Aim of the exercise: Copy out the line containing "For every instance of the front wheel, give" and each line after it, through the last one in the material, exactly as written.

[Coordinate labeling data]
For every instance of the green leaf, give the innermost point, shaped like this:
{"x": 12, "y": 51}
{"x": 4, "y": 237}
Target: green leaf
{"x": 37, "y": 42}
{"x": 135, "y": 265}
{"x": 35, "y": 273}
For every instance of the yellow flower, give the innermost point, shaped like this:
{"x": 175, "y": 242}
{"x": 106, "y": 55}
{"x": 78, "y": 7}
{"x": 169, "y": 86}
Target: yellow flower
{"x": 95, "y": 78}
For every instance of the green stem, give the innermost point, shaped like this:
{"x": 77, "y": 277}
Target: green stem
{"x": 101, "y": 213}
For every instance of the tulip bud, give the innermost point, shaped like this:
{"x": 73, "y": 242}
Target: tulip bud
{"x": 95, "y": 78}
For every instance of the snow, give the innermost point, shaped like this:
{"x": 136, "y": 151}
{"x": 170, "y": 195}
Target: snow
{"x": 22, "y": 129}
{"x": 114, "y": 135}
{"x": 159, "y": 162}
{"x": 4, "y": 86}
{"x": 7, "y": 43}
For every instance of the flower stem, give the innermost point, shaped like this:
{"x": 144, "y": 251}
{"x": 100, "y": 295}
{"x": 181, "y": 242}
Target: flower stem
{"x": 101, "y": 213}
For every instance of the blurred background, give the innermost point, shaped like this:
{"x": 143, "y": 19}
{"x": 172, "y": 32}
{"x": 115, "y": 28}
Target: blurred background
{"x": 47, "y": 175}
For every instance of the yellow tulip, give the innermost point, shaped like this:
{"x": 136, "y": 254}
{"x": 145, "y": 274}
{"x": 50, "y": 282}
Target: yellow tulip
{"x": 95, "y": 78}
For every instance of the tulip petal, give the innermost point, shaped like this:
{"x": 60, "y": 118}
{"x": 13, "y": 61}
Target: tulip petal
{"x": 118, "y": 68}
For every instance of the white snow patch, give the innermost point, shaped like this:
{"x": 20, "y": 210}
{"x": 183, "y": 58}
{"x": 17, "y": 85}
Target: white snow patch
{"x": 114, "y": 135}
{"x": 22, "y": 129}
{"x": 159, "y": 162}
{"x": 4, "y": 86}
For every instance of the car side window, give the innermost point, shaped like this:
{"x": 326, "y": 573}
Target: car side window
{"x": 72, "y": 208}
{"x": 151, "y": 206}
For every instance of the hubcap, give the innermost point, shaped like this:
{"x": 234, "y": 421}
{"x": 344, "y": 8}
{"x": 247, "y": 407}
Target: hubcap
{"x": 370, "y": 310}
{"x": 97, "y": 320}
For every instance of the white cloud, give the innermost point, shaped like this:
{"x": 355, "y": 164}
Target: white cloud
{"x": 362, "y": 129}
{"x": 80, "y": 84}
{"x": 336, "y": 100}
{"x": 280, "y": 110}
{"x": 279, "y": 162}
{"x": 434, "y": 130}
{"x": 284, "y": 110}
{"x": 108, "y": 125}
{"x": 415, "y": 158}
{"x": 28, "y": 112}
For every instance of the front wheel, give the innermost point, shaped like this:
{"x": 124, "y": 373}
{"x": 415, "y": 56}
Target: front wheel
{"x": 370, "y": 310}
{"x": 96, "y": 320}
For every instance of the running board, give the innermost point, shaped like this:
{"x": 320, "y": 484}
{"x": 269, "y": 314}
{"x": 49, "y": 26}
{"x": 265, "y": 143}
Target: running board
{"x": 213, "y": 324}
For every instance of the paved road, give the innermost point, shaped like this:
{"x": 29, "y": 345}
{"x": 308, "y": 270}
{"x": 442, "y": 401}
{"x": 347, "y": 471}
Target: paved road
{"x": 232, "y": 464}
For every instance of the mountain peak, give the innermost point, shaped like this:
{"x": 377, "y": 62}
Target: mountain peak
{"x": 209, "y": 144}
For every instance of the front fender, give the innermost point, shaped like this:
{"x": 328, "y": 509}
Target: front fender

Reply:
For every instance of the front wheel, give the innermost point, shaped like this:
{"x": 124, "y": 373}
{"x": 415, "y": 56}
Target: front wheel
{"x": 370, "y": 310}
{"x": 96, "y": 320}
For every instance of the running board, give the innermost point, shaped like this:
{"x": 320, "y": 484}
{"x": 269, "y": 314}
{"x": 49, "y": 26}
{"x": 265, "y": 143}
Target: running board
{"x": 213, "y": 324}
For every instance of the paved road, give the innermost point, shaped like this:
{"x": 29, "y": 345}
{"x": 308, "y": 270}
{"x": 442, "y": 401}
{"x": 347, "y": 471}
Target: paved road
{"x": 232, "y": 464}
For every instance of the mountain peak, give the innermost point, shaped like this:
{"x": 377, "y": 62}
Target: mountain peak
{"x": 209, "y": 144}
For every instance of the front fender, give the innermost point, shaped like this:
{"x": 328, "y": 509}
Target: front fender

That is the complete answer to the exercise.